====== INPUT ======

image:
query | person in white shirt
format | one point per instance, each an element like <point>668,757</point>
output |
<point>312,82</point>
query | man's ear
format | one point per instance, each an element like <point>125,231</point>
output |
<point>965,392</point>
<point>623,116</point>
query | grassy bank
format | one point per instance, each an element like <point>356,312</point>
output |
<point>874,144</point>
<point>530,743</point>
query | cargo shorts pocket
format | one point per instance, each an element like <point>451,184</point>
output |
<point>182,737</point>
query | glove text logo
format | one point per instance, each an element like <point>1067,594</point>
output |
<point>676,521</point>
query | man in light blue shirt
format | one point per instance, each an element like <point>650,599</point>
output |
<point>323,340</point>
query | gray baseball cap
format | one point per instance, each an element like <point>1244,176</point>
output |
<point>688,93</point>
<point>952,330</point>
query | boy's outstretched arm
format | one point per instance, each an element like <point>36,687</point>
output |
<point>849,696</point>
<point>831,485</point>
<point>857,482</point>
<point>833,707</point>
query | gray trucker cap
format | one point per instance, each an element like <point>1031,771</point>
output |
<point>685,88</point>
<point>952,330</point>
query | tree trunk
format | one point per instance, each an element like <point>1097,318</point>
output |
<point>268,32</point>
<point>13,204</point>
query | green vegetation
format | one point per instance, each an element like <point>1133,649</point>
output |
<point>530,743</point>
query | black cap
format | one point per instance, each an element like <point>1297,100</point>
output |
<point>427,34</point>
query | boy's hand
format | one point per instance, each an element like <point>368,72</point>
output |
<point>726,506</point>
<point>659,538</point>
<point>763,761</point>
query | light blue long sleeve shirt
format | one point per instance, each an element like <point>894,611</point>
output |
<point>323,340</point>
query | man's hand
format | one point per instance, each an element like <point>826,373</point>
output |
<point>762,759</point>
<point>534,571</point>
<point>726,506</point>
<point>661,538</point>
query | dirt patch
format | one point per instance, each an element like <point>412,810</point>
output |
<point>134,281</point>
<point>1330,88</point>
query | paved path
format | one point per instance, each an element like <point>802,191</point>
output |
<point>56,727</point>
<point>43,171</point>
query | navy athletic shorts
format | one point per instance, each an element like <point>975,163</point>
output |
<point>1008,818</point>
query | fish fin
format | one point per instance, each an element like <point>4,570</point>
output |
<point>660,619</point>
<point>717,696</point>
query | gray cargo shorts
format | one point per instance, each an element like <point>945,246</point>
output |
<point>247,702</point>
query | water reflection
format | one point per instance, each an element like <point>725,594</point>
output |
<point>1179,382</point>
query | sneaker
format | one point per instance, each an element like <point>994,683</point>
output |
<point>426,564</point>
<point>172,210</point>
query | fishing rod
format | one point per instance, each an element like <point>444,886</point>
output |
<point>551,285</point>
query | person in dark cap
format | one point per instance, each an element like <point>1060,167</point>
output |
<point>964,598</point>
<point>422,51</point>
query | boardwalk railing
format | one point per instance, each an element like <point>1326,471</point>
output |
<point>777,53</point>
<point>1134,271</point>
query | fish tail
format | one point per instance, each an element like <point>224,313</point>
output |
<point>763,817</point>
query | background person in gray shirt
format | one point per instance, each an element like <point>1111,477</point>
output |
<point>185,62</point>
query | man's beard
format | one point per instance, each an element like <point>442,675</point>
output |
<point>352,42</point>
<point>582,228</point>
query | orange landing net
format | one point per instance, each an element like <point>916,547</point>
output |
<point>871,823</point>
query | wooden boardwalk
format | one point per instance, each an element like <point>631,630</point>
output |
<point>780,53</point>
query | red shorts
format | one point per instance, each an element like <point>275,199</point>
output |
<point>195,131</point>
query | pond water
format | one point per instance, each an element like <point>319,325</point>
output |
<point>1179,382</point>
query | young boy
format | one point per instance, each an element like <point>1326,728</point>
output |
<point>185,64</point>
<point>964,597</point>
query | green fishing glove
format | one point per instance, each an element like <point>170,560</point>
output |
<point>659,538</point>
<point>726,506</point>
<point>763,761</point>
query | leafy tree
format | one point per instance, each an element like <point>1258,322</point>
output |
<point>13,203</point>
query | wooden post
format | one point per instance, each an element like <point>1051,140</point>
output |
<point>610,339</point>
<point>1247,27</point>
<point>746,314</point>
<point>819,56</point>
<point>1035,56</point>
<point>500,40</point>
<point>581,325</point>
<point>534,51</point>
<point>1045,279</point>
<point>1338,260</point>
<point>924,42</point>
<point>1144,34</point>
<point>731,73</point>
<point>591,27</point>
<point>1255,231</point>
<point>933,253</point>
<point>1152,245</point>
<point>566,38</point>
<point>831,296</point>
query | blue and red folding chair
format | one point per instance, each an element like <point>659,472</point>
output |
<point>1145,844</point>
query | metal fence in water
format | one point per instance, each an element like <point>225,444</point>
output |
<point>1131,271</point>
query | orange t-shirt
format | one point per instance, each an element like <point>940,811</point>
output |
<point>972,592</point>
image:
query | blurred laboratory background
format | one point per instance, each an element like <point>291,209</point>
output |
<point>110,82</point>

======

= WORK REQUEST =
Across the listing above, count every line containing the string "blue" and give the result with no comment.

= WORKED SOLUTION =
3